**Pasaje**
/---

Luego, media docena de brotes más en el siglo XIV afectaron a la mayor parte de Eurasia occidental, a los que se añadieron otros en el XV. Belich va detallando cada oleada pandémica en un fenómeno que podía eliminar a la mitad de la población, tanto urbana como rural. Ello tuvo un reflejo en la demografía y, más específicamente, en repuntes en los compromisos matrimoniales, pues había «por doquier buenas viviendas vacantes y se casaban en masa por toda Europa.
Un contemporáneo italiano se indignaba ante semejante tendencia: «Cuando terminó la plaga, los hombres resurgieron: aquellos que no tenían esposas las tomaron ahora. Y las mujeres que habían enviudado se volvieron a casar». De hecho, tras el cataclismo de enfermedades que destruían el tejido humano y social de algún lugar, emergía una nueva manera de entender la vida y encarar el futuro.
«Jóvenes, ancianas y solteronas, todas siguieron este camino. Y no solo estas mujeres, sino también incontables monjas y hermanas, que abandonaron los hábitos y se convirtieron en esposas. No pocos frailes se perdieron por hacer tales cosas; y hasta hubo hombres de noventa años que tomaron solteronas. Tal era la premura por volver a casarse que ya había más bodas que días, y muchos ni siquiera esperaban al domingo para celebrar los esponsales».

\---

**Registros**
/---

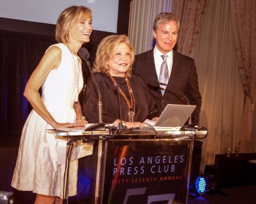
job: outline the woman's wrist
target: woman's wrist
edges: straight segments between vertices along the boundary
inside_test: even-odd
[[[83,120],[84,121],[86,121],[86,118],[85,118],[85,117],[84,117],[83,115],[81,115],[76,117],[76,120],[77,121],[78,120]]]

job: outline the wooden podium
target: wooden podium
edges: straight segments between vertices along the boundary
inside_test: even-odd
[[[98,138],[95,204],[187,203],[195,135],[206,131],[64,132]]]

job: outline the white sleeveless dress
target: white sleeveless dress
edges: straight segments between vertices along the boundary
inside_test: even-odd
[[[61,60],[59,67],[51,70],[47,76],[42,87],[42,99],[57,122],[74,123],[76,114],[73,106],[78,100],[77,83],[79,92],[83,86],[81,65],[77,57],[63,44],[52,46],[61,49]],[[60,165],[58,160],[58,157],[66,155],[60,155],[58,152],[63,147],[66,150],[67,139],[57,139],[54,132],[46,131],[51,129],[52,127],[32,110],[22,130],[11,185],[19,190],[62,198],[65,164]],[[79,147],[79,144],[76,144]],[[88,144],[81,149],[86,151],[84,156],[90,155],[92,145]],[[77,164],[77,159],[70,163],[69,196],[76,194]]]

\---

**Orden de trabajo 1**
Según el pasaje, ¿qué parte de la población podía eliminar cada oleada pandémica?
**Orden de trabajo 2**
Transcribe sin cambios el tramo del pasaje que empieza en "Luego, media docena" y termina en "por toda Europa.".

**Respuesta 1**
La mitad de la población, tanto urbana como rural.

**Respuesta 2**
Luego, media docena de brotes más en el siglo XIV afectaron a la mayor parte de Eurasia occidental, a los que se añadieron otros en el XV. Belich va detallando cada oleada pandémica en un fenómeno que podía eliminar a la mitad de la población, tanto urbana como rural. Ello tuvo un reflejo en la demografía y, más específicamente, en repuntes en los compromisos matrimoniales, pues había «por doquier buenas viviendas vacantes y se casaban en masa por toda Europa.